* **Requirements**
1. According to the St. Joe outing thread, where will the post-trip get-together be held?
2. Filter the rows below and copy each one that contains the word "vent", treating uppercase and lowercase letters as different.

# St. Joe Outing May 31



## STEINFISHSKI (Jan 30, 2001)

In case anyone else is interested in joining us, a few members from the site will be getting together to fish from St Joe Saturday, May 31. Afterwards we are planning to grill some food and have a post trip get together at Riverview Park. The fishing has been good and there a few options available for guys coming in from out of town. Come for the fishing or the get together and hope to see you there.

Tim


----------



## DonP (Nov 15, 2000)

Hmmmm....

Let me think.... might have to twist my arm to make this one! 

OK... OK... Uncle... Uncle!!!!! 

Hey Steinski.... need a ride?


----------



## STEINFISHSKI (Jan 30, 2001)

Count me in for a crew member Don. Thanks for the offer.

Tim


----------



## SalmonSlayer (Jan 18, 2000)

Oh yeah I remember....I HAVE TO GO FISHING!!!!!!!!!!!!!!

I'm in either with a boat or as a crew member, depends how many people we get without a boat ride. This will be a great gathering!

ben


----------



## mich buckmaster (Nov 20, 2001)

I do NOT have a boat to go on Lake Michigan, so if anyone has room I would be abliged(sp). 

I would like to make this outing.


----------



## tgafish (Jan 19, 2001)

Tim I've been drooling over the thought of digging into some of that salsa you make. I think I'll bring a personal bag of chips.

For those interested I run a 17ft Deep V Tracker. Already made an offer to ride to Hunter333 but if he backs out I'll need a passenger. 

Sorta in the same thought as SS. However the numbers go I wouldn't mind being a captain or a mate. Now if mother nature would give us a break for a while.....

Tom


----------



## STEELHEAD (Jan 14, 2001)

I have room for 3 people on my boat. SalmonSlayer and 
Buckmaster you can fish with me if you want? Let me know if you guys would like a ride.


----------



## POLARBEAR (May 13, 2002)

i think i could use a trip like this.  if my boat is down i will need a ride. fri, sat, sun. lets go fishin!


----------



## mich buckmaster (Nov 20, 2001)

Steelhead!! Thanks a ton, I would love it. I will bring some eats and drinks. Also a little gas fund!! 

I will PM you about times and all that good stuff. I will be looking forward to it.


----------



## SalmonSlayer (Jan 18, 2000)

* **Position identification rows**
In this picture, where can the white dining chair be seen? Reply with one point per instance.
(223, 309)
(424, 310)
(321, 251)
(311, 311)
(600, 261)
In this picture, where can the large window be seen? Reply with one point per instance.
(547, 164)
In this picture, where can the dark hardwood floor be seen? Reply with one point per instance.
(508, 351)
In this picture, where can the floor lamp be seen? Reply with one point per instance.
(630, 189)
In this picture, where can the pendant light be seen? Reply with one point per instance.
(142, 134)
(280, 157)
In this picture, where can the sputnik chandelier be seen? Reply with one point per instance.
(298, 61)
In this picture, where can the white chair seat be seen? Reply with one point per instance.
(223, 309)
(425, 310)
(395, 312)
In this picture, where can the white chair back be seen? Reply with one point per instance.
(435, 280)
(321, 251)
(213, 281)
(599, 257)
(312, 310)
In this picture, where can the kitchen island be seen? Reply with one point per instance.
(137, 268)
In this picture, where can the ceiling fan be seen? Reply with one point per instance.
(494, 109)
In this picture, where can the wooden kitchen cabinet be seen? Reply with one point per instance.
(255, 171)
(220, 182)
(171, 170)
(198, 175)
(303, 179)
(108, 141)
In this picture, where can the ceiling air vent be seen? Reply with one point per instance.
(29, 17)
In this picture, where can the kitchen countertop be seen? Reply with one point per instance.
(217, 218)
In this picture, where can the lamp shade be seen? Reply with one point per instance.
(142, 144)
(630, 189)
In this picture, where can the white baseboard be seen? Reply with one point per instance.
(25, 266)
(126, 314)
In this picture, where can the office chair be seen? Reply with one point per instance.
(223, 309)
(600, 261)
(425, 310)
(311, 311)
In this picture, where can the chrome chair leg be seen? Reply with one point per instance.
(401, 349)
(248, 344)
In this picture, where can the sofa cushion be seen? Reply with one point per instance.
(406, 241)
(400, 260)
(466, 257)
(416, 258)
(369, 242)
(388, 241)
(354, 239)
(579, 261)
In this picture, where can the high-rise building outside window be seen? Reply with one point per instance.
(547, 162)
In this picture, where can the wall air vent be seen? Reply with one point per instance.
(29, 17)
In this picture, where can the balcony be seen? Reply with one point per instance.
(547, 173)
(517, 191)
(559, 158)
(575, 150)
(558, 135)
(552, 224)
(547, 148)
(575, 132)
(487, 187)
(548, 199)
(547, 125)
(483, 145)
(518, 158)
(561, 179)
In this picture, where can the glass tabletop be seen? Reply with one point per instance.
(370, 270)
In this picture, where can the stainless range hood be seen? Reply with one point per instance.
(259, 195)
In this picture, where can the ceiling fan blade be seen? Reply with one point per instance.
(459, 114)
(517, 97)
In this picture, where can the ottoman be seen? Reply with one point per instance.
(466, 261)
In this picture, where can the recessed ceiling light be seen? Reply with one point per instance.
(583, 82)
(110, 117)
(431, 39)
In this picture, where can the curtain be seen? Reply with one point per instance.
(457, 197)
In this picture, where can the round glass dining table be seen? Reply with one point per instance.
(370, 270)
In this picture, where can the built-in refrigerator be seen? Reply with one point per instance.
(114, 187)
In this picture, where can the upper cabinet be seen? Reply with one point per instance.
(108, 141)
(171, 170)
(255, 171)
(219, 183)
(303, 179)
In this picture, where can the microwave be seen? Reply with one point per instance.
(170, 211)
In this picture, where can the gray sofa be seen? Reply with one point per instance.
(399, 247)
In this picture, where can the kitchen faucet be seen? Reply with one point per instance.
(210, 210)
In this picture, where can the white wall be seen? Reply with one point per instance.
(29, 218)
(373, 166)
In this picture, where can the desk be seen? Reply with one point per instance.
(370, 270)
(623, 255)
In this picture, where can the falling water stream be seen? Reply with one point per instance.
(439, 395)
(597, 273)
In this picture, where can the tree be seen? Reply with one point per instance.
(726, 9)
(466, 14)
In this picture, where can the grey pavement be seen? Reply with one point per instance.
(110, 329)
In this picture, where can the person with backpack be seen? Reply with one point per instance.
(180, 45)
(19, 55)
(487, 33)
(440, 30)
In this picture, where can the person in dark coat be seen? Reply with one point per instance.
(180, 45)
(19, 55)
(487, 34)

* **Answers to the problems**
1. Riverview Park

2.
In this picture, where can the ceiling air vent be seen? Reply with one point per instance.
In this picture, where can the wall air vent be seen? Reply with one point per instance.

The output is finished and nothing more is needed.